EXERCISE MATERIALS START
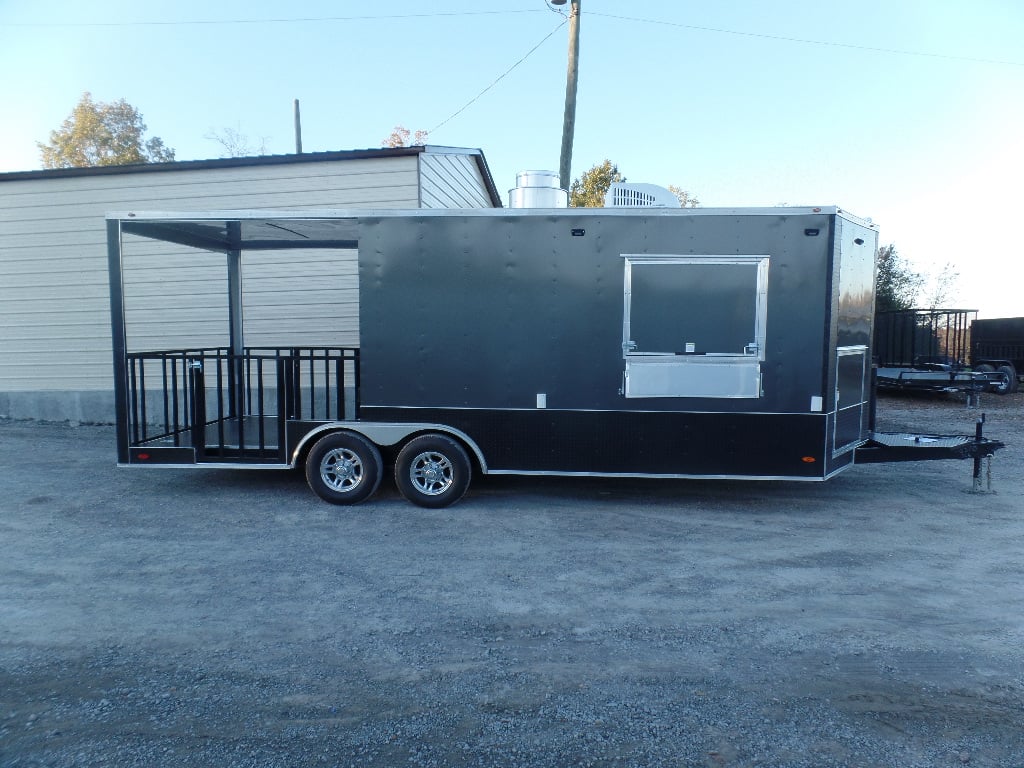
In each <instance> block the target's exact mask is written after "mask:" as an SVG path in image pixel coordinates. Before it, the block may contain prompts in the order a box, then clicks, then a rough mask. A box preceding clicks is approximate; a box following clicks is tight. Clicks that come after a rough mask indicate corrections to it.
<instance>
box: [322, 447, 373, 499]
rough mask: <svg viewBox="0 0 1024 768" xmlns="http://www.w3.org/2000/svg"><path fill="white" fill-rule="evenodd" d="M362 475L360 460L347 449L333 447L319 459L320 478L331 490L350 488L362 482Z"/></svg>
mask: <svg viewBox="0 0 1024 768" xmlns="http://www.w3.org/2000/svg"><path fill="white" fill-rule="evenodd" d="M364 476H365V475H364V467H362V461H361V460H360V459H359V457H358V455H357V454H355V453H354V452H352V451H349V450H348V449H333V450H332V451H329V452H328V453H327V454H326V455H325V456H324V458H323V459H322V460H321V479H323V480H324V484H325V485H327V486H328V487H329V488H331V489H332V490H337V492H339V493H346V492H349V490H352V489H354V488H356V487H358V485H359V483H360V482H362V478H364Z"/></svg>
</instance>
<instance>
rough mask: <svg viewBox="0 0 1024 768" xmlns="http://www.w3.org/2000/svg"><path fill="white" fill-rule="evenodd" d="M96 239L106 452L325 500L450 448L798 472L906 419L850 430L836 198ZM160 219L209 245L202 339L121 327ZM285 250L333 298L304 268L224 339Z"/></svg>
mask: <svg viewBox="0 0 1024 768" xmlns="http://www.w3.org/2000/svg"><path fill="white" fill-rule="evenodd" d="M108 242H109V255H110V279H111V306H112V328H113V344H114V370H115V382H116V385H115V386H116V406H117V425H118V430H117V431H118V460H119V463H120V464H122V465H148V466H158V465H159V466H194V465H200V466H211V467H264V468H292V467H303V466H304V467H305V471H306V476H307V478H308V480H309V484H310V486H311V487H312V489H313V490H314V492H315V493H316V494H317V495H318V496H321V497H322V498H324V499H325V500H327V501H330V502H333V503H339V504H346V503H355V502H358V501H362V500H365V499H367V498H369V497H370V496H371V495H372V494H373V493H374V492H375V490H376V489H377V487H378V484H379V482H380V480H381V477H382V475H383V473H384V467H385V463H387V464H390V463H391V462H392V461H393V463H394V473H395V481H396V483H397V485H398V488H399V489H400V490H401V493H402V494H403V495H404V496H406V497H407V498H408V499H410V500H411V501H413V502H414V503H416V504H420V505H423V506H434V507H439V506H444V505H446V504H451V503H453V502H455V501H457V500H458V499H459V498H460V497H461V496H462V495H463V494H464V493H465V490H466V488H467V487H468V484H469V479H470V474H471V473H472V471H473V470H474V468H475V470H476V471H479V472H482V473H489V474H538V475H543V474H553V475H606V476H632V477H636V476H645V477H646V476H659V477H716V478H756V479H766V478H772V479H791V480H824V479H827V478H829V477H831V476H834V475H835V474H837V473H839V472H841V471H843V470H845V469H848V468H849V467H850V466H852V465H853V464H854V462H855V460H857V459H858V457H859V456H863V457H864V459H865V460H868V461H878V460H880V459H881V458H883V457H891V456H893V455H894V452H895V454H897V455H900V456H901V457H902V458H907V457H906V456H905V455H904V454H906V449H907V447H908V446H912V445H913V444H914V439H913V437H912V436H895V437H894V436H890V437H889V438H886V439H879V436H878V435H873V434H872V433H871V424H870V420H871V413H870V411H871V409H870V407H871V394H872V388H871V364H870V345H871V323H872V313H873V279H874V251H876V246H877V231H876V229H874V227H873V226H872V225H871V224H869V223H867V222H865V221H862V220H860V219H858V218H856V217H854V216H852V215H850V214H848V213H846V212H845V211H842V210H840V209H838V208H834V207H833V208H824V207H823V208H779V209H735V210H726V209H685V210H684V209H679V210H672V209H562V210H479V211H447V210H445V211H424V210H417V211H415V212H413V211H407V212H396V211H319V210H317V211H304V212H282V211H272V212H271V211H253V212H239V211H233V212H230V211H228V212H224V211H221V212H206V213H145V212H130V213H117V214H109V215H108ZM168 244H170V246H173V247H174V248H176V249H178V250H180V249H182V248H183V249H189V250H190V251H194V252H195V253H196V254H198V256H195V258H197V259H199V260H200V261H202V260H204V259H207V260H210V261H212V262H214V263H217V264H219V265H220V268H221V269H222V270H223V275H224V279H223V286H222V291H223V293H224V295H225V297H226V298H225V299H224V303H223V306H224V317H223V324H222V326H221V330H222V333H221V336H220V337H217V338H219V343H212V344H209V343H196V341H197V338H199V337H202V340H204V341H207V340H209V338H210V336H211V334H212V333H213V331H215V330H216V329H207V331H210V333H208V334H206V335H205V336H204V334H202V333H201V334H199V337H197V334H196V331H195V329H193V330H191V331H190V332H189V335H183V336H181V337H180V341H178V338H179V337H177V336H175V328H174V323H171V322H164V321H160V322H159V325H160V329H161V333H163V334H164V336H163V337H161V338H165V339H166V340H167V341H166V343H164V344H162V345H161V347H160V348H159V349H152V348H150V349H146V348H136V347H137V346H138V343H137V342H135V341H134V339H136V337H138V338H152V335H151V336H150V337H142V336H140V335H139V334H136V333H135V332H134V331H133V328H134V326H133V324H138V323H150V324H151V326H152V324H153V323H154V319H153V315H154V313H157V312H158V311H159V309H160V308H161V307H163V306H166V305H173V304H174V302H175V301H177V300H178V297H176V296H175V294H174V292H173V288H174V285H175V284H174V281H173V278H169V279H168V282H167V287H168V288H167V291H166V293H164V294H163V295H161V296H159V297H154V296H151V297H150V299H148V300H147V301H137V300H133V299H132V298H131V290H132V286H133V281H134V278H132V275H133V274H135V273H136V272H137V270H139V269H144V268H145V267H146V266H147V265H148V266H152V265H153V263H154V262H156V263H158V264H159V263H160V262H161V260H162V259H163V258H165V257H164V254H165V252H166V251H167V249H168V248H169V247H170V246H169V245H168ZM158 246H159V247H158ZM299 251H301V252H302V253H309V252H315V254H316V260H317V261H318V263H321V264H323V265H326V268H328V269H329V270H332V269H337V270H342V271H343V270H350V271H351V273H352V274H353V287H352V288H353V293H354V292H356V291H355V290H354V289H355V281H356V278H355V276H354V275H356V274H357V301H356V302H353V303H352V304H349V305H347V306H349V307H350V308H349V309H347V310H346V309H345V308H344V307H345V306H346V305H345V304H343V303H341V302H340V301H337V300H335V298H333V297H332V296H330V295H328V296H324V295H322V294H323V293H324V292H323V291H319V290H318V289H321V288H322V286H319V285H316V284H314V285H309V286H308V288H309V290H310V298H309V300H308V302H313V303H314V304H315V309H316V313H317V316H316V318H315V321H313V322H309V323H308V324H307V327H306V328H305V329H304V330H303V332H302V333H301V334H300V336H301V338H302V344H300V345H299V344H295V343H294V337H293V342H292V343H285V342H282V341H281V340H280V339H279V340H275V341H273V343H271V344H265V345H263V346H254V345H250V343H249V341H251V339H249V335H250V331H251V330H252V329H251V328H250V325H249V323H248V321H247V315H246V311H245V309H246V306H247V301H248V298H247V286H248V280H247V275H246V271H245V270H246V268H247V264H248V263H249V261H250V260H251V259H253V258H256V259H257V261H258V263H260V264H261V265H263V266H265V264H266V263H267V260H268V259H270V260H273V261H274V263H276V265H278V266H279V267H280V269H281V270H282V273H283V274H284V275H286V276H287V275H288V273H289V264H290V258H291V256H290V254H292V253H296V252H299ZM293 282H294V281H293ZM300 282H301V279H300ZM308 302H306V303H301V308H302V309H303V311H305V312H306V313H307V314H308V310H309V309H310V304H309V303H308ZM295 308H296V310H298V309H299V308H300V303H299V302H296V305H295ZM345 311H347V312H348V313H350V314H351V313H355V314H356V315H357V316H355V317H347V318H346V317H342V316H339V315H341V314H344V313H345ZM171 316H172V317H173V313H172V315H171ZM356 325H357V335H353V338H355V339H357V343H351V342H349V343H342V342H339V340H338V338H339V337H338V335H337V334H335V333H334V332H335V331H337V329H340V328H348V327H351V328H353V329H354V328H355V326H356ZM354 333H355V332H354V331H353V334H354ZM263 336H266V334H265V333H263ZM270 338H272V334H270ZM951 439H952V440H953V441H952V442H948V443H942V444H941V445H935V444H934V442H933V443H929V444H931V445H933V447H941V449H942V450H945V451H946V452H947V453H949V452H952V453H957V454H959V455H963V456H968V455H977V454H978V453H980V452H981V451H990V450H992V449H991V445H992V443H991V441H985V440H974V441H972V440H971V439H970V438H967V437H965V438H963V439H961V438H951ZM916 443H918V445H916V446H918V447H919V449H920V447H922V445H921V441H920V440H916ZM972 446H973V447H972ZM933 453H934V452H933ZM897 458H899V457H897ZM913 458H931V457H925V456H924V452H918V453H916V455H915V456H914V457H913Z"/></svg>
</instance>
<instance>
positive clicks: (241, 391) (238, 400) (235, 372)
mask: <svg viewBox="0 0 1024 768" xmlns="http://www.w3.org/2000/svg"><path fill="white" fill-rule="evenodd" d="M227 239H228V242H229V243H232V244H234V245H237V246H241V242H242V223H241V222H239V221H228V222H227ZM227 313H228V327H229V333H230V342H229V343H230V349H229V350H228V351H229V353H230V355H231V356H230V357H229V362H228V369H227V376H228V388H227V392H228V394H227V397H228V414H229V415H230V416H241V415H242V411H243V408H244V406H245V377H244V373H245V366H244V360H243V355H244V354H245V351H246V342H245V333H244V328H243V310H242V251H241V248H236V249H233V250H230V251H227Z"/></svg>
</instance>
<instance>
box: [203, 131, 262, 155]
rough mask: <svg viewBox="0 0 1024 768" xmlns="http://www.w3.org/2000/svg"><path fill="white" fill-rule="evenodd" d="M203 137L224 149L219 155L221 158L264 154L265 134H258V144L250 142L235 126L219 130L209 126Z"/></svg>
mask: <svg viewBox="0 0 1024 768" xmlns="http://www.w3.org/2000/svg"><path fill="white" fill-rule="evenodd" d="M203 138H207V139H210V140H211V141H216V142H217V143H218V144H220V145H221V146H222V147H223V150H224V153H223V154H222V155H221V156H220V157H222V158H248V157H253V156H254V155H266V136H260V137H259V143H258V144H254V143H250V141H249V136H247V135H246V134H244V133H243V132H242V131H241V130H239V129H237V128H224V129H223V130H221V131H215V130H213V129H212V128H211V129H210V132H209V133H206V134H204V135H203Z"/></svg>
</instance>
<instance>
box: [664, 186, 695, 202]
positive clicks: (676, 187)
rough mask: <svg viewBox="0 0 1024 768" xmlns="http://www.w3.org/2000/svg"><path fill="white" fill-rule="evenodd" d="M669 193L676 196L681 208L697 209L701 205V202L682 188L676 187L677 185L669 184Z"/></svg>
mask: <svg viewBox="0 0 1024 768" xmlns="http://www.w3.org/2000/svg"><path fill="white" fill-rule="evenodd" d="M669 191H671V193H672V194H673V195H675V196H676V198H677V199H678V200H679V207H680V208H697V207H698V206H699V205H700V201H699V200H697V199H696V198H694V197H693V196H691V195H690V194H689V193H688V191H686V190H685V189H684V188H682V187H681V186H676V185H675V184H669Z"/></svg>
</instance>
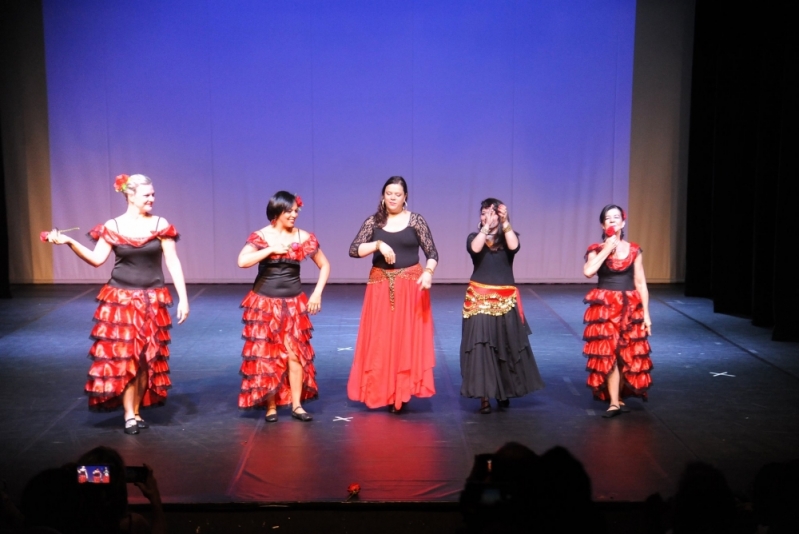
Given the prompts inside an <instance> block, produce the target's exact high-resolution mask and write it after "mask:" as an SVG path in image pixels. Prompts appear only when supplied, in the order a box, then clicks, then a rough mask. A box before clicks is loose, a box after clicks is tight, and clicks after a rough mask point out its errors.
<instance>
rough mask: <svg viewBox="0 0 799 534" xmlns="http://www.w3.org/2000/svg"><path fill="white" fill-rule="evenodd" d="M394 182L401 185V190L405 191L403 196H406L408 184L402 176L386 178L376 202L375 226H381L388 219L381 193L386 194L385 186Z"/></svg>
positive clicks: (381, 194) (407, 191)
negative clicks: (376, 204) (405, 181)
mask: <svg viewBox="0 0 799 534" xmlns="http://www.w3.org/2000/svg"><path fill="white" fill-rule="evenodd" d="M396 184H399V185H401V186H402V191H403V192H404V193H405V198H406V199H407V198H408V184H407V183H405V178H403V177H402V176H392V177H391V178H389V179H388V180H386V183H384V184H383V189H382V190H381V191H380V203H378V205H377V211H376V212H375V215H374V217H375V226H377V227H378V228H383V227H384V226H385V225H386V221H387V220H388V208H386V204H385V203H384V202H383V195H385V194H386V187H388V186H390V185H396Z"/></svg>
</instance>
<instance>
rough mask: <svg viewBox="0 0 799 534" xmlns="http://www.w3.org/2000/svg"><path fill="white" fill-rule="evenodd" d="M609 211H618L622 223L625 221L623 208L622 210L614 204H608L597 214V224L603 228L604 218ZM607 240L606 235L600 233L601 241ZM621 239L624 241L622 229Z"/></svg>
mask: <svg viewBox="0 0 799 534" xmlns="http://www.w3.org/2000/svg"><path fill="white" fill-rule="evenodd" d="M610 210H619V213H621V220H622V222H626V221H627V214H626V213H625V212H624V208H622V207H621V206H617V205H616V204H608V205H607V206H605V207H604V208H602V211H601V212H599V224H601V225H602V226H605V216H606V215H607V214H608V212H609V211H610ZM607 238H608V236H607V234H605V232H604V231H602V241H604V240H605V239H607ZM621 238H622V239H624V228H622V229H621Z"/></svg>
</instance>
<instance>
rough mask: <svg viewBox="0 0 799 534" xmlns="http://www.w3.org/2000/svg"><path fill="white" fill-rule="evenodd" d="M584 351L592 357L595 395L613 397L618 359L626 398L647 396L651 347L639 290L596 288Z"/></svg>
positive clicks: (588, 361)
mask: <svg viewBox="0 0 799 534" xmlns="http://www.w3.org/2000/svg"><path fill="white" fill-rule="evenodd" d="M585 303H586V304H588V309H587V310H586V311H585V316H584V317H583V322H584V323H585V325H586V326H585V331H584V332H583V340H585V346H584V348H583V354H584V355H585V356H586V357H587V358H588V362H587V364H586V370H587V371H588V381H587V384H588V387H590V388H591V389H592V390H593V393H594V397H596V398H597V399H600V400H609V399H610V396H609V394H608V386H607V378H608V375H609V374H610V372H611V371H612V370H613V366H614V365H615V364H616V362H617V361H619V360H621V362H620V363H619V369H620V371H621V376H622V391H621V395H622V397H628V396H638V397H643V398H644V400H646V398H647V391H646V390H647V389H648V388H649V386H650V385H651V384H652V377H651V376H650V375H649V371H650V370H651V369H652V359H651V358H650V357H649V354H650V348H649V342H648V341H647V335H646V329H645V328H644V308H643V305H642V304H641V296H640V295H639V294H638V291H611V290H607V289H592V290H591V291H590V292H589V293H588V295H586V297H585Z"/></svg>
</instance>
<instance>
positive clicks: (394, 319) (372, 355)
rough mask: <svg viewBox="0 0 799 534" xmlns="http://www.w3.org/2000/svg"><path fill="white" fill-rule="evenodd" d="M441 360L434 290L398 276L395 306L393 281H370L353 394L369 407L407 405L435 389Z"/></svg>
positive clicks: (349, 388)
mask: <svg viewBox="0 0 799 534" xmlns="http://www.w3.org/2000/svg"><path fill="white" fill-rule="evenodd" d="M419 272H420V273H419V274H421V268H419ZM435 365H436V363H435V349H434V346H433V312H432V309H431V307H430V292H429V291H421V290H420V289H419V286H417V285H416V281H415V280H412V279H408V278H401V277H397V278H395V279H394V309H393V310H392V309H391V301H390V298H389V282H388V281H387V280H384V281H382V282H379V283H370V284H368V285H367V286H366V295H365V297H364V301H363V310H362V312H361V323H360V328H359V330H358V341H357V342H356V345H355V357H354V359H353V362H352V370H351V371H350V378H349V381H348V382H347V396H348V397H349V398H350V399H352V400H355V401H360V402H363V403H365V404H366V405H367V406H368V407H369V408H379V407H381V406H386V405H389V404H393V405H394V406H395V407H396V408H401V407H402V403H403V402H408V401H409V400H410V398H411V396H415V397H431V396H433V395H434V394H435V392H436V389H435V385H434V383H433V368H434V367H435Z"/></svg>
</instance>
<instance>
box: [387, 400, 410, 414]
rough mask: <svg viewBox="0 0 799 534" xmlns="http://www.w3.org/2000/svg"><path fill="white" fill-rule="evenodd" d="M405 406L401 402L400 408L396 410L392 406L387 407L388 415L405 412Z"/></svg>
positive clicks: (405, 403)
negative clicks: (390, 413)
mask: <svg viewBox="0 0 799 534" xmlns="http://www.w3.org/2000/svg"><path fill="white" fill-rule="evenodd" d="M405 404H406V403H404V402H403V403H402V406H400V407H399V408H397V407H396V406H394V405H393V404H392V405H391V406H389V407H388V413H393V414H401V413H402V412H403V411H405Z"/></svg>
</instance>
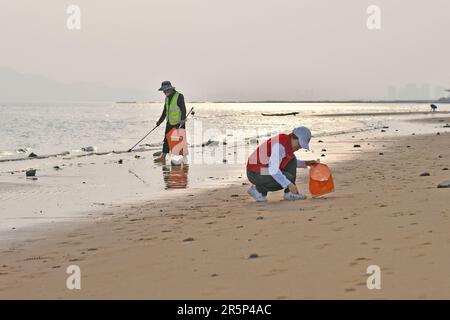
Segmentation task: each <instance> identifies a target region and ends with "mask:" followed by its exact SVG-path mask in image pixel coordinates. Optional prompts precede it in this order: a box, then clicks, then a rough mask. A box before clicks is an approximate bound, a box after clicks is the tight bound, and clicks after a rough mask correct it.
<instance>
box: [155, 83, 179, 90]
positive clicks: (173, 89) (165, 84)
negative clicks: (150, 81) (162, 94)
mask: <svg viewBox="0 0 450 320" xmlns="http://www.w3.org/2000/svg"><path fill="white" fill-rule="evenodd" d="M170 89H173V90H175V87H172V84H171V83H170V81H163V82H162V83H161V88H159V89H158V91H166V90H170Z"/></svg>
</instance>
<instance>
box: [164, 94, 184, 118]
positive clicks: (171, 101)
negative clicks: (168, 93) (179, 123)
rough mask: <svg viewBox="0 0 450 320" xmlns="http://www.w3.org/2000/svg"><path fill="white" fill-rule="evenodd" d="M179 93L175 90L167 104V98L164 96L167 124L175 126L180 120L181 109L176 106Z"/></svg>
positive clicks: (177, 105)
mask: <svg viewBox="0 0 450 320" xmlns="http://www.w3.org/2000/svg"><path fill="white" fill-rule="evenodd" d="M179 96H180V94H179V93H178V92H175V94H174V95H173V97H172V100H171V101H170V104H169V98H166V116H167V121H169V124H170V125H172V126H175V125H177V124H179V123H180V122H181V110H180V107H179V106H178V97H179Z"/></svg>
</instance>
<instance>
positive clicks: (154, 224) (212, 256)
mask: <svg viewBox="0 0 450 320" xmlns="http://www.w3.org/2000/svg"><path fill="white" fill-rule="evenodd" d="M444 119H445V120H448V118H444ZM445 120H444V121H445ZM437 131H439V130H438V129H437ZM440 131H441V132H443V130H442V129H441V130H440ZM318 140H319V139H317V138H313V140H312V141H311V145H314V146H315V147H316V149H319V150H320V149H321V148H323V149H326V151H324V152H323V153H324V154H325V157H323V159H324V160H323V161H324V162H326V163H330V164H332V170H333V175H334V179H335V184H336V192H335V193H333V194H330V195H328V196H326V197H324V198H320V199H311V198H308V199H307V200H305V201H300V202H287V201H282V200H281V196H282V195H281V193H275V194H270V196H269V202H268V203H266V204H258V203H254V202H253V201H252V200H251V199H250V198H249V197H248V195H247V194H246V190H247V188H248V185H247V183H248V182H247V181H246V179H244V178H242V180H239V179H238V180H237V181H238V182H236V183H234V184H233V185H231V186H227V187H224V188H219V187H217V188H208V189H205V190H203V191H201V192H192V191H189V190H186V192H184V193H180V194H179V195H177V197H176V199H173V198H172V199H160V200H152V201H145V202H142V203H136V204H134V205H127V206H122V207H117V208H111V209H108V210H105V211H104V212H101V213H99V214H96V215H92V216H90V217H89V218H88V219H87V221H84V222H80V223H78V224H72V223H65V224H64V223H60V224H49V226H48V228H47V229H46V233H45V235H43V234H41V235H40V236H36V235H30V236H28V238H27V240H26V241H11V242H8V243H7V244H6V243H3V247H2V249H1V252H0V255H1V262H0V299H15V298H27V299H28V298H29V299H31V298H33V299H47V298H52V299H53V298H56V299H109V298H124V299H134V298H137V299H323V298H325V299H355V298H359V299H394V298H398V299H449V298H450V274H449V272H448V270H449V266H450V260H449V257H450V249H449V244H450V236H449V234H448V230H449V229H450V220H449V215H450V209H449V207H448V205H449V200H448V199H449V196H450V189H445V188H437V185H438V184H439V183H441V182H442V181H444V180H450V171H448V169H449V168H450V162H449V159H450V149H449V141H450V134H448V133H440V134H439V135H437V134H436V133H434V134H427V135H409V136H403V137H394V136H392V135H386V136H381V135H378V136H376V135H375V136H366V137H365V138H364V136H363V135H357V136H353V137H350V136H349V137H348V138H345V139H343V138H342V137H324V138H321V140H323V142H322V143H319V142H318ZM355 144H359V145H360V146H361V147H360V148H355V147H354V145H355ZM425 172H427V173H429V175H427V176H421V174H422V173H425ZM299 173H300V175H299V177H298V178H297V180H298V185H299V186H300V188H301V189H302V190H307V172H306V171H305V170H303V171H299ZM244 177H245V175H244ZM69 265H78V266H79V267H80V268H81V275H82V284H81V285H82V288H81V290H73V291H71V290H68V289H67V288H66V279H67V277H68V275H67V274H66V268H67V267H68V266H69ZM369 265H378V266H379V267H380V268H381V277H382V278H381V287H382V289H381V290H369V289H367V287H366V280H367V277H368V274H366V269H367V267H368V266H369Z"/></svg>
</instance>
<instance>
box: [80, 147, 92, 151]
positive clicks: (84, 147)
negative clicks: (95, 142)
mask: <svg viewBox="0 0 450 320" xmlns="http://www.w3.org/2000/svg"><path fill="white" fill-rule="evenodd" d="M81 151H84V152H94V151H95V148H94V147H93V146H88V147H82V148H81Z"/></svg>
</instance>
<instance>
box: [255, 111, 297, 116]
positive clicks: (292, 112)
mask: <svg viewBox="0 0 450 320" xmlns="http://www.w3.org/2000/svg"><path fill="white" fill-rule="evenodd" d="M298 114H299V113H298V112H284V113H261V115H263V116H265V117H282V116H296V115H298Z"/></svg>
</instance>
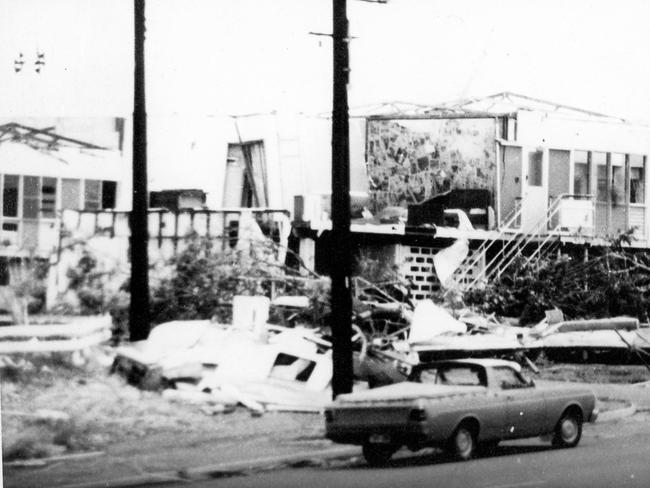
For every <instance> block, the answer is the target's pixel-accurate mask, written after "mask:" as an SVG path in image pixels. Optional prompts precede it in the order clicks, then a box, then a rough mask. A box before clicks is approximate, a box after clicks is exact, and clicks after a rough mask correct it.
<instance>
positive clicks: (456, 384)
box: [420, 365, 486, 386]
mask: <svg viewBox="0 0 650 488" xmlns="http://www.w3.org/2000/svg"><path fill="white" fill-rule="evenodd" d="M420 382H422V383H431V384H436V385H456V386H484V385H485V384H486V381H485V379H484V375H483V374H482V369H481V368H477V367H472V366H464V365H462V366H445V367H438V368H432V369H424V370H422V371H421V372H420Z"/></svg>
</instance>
EXERCISE MATERIALS END
TASK STATEMENT ::
Go through the material and copy each line in which the word "coordinates" occurs.

TASK RESULT ::
In each <instance> block the target's exact mask is written after "mask:" as an SVG path in image pixel coordinates. Before it, the block may contain prompts in the order a box, then clicks, then a rough mask. A box preceding clicks is approximate; a box following clicks is tight. Clicks that come after a rough mask indicate corrections to it.
Segmentation task: each <instance> identifies a target region and ends with "mask:" followed by its exact SVG-path mask in image pixel coordinates. Optional prompts precede it in this order: a box, then clicks, then a rough mask. A box before clicks is an approximate bound, a box after clicks is the tight bound, and clicks after a rough mask correct it.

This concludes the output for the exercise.